Zacznijmy od opłaty od słodkich napojów i alkoholu (tzw. podatku cukrowego) o pojemności do 300 mililitrów. Obowiązuje ona stycznia tego roku. Wprowadziły ją przepisy ustawy o zmianie niektórych ustaw w związku z promocją prozdrowotnych wyborów konsumentów. Wynika z nich, że przedsiębiorcy sprzedający napoje alkoholowe przeznaczone do spożycia poza miejscem sprzedaży na podstawie zezwolenia, są zobowiązani do wniesienia opłaty związanej ze sprzedażą napojów alkoholowych o objętości nieprzekraczającej 300 ml. Opłata wynosi 25 zł od litra stuprocentowego alkoholu sprzedawanego w opakowaniach o objętości do 300 ml. Przykładowo, oznacza to 1 zł od 100 ml małpki wódki 40-procentowej, 2 zł od 200 ml małpki wódki 40-procentowej i 88 gr od 250 ml wina 14-procentowego.

Czytaj w LEX: Podatek cukrowy w praktyce >

Ustawa umożliwiła również wprowadzenie opłaty od napojów słodzonych. Składa się ona z dwóch części – stałej i zmiennej. Opłata stała to 50 gr za litr napoju z dodatkiem cukru lub substancji słodzącej, dodatek 10 gr za litr napoju z dodatkiem substancji aktywnej (kofeina lub tauryna), opłata zmienna to 5 gr za każdy gram cukru powyżej 5 gram/100 ml – w przeliczeniu na litr napoju. Nowe przepisy od 1 stycznia 2021 r. nakazują więc obliczanie cukrów, które są monosacharydami lub disacharydami oraz środków spożywczych zawierających te substancje oraz substancje słodzących, o których mowa w rozporządzeniu Parlamentu Europejskiego i Rady (WE) nr 1333/2008 z dnia 16 grudnia 2008 r. w sprawie dodatków do żywności (Dz. Urz. UE L 354 z 13) oraz kofeinę lub taurynę.

Wpłaty podlegają dystrybucji w proporcji 96,5 proc. na rzecz Narodowego Funduszu Zdrowia i 3,5 proc. na rzecz budżetu państwa.

# Surowe wiersze
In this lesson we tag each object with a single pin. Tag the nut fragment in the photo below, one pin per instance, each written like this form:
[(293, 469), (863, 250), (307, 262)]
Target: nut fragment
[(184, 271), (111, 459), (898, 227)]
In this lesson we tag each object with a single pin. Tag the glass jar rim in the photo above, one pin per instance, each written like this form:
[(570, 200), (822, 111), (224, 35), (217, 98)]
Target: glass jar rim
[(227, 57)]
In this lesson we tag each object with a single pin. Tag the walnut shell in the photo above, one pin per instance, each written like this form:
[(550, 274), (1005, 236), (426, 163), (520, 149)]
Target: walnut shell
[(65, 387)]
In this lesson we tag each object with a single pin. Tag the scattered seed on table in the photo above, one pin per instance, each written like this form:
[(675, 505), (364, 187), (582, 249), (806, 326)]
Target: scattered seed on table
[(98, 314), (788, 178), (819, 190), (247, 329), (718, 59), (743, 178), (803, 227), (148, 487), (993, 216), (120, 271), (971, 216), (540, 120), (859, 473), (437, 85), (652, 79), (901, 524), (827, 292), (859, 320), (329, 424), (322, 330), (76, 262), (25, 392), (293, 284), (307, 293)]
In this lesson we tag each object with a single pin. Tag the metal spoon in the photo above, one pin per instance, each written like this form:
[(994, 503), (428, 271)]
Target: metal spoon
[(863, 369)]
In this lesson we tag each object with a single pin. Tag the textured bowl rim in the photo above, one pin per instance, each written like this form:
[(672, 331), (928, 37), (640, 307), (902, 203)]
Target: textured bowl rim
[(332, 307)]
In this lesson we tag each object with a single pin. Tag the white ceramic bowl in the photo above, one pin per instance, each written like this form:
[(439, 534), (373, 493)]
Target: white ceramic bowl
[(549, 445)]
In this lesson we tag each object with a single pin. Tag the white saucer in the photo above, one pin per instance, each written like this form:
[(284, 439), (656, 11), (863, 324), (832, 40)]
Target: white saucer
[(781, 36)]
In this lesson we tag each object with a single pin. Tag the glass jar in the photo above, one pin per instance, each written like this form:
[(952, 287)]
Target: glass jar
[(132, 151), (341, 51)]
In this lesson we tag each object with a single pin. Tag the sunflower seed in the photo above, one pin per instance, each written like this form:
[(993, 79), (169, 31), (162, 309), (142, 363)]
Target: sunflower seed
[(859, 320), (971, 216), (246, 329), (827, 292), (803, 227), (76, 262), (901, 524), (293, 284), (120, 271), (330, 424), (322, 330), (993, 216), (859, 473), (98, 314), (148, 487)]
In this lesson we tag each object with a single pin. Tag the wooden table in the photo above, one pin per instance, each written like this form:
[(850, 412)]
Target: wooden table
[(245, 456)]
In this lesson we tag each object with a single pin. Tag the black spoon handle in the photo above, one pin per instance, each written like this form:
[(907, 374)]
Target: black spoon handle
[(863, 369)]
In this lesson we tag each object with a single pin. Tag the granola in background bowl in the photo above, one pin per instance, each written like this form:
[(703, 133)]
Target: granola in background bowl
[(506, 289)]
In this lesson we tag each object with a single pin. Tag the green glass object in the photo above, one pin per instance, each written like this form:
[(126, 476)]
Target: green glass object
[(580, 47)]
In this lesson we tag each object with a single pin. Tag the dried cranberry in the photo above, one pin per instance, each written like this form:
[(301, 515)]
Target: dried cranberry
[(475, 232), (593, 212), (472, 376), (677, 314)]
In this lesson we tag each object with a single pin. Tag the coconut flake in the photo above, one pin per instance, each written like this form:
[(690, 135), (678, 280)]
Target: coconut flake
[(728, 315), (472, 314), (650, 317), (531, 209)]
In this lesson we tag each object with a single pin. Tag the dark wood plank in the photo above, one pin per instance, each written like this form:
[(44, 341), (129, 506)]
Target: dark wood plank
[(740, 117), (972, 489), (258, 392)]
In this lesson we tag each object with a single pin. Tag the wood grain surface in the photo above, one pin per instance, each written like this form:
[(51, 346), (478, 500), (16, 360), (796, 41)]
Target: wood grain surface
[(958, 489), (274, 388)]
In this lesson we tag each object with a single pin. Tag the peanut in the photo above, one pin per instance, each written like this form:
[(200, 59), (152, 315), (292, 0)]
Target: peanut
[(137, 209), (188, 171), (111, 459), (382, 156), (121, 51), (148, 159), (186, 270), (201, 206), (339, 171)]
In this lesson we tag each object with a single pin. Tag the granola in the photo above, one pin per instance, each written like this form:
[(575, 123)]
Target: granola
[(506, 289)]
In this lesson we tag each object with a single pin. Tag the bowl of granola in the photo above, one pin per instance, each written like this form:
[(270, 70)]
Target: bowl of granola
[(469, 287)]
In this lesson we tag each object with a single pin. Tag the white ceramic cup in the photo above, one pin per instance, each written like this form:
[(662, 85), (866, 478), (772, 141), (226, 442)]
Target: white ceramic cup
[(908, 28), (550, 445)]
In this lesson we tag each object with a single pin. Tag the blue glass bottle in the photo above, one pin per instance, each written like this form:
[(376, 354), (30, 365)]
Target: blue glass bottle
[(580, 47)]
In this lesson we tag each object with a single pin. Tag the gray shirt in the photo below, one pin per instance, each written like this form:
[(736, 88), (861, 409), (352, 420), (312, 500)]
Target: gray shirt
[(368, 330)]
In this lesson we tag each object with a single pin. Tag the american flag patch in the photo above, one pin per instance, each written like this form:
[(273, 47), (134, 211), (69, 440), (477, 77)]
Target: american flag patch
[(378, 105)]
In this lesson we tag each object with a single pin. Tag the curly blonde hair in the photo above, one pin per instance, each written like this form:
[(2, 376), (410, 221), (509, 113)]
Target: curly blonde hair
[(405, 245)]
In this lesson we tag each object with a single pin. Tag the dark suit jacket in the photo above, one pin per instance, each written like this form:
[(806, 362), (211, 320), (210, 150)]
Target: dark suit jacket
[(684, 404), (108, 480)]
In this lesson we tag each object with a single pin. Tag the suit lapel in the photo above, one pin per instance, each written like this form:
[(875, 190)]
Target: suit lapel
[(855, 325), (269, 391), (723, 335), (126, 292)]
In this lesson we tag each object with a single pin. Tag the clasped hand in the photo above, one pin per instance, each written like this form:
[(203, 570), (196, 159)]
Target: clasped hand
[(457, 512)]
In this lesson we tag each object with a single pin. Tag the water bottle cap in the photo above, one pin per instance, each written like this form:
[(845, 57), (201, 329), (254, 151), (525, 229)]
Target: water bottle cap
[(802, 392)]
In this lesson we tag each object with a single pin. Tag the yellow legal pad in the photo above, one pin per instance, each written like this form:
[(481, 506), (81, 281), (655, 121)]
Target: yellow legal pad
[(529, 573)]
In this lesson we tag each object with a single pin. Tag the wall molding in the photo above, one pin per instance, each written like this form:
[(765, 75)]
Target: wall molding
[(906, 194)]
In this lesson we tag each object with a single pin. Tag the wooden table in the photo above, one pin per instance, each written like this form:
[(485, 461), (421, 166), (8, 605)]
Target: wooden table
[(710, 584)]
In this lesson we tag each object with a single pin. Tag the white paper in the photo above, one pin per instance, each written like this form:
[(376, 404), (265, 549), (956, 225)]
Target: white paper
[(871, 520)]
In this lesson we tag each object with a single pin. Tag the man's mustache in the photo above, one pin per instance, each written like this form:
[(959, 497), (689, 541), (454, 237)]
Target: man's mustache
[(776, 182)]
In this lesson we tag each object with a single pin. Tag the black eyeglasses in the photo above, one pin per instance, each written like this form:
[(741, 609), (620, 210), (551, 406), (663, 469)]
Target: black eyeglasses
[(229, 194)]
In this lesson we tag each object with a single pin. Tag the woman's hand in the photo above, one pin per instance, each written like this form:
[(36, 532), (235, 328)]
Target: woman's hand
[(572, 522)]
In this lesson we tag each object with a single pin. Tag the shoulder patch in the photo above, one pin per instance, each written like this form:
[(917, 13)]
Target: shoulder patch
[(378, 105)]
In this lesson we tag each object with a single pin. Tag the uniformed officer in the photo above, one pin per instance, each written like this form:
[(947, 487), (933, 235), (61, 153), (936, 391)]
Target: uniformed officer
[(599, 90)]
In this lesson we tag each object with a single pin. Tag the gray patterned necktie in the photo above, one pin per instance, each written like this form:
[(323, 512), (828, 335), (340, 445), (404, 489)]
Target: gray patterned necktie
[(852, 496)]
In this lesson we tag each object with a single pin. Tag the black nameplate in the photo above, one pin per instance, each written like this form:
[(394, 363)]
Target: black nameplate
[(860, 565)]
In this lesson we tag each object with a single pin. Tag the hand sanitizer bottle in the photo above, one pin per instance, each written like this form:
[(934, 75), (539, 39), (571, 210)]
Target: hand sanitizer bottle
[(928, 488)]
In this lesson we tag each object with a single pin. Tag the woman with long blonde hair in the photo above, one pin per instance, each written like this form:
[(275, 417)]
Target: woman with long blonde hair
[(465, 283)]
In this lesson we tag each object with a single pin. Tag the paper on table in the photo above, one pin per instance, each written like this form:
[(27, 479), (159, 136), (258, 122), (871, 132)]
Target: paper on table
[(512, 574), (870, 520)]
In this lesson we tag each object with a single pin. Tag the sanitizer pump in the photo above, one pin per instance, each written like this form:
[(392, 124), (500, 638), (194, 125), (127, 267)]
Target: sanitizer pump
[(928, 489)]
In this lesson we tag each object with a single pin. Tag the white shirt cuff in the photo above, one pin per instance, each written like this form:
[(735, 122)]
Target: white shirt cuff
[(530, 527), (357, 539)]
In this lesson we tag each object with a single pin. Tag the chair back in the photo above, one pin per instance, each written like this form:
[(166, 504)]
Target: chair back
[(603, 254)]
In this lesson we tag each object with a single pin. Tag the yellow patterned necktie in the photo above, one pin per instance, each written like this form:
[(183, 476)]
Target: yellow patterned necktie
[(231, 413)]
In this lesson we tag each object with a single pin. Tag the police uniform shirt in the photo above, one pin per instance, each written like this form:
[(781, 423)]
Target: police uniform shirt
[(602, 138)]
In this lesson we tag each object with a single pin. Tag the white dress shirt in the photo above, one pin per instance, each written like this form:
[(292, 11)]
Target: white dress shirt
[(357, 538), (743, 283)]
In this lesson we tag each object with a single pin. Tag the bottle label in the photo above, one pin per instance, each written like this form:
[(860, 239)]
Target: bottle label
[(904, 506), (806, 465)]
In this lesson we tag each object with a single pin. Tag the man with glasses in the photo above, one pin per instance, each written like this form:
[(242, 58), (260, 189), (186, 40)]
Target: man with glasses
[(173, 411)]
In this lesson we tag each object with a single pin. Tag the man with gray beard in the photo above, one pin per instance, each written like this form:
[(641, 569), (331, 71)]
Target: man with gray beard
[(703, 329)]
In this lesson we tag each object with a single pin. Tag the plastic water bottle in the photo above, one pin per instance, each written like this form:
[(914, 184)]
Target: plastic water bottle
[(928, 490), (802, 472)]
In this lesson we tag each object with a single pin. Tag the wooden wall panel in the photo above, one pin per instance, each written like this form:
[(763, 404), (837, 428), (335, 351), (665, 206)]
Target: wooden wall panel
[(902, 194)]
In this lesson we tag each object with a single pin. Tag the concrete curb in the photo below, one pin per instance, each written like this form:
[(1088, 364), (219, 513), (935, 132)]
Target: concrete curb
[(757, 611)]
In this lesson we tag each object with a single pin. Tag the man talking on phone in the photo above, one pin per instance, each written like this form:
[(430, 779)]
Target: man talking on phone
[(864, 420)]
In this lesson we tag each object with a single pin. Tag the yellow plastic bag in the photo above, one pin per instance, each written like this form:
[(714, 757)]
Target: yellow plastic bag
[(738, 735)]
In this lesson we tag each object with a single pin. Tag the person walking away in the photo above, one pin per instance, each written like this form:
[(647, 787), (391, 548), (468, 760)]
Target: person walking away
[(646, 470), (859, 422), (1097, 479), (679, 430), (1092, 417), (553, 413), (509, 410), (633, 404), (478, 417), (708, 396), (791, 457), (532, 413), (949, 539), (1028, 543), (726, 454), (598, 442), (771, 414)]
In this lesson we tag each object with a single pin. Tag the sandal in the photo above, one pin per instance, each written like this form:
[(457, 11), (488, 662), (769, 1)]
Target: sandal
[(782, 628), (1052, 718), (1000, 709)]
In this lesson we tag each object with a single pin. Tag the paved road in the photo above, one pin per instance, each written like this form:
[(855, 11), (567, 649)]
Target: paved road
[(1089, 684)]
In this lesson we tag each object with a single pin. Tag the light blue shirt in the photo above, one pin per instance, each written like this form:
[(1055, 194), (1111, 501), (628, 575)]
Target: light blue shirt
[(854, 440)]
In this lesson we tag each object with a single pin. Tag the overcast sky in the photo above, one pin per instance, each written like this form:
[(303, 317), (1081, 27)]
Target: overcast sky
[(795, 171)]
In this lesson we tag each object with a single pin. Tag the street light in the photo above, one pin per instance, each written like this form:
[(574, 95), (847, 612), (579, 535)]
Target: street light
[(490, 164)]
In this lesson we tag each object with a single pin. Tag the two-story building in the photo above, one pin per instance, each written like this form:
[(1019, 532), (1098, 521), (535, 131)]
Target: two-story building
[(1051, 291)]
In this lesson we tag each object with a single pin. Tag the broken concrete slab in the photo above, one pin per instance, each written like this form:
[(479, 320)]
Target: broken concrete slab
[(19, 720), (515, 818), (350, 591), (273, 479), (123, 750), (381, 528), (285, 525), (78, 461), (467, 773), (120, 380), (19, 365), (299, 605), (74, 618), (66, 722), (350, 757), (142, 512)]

# Treść zadania
Podaj dalszy ciąg tekstu o podatku cukrowym i opłacie od małpek, zaczynając bezpośrednio po jego ostatnim zdaniu.

# Rozwiązanie zadania
Zobacz procedury w LEX:

 

Prawie miliard złotych wpływów z podatku cukrowego

Z informacji, które przekazał serwisowi Prawo.pl Narodowy Fundusz Zdrowia (NFZ), wynika, że od początku roku do końca lipca br. łączna kwota środków, które zostały przekazane do funduszu wyniosła 703 968 991,82 zł. Oznacza to, że łączne wpływy z tego tytułu wyniosły 729 501 545, 93 zł (wraz z częścią, która jest przekazywana do budżetu państwa). Miesięczne wpływy do NFZ z opłaty cukrowej wyniosły odpowiednio:

  • w lutym: 2 314 966,14 zł,
  • w marcu: 148 205 766,58 zł,
  • w kwietniu: 131 160 591,18 zł,
  • w maju: 134 038 625,84 zł,
  • w czerwcu: 150 140 595,81 zł,
  • w lipcu: 138 108 446,27 zł.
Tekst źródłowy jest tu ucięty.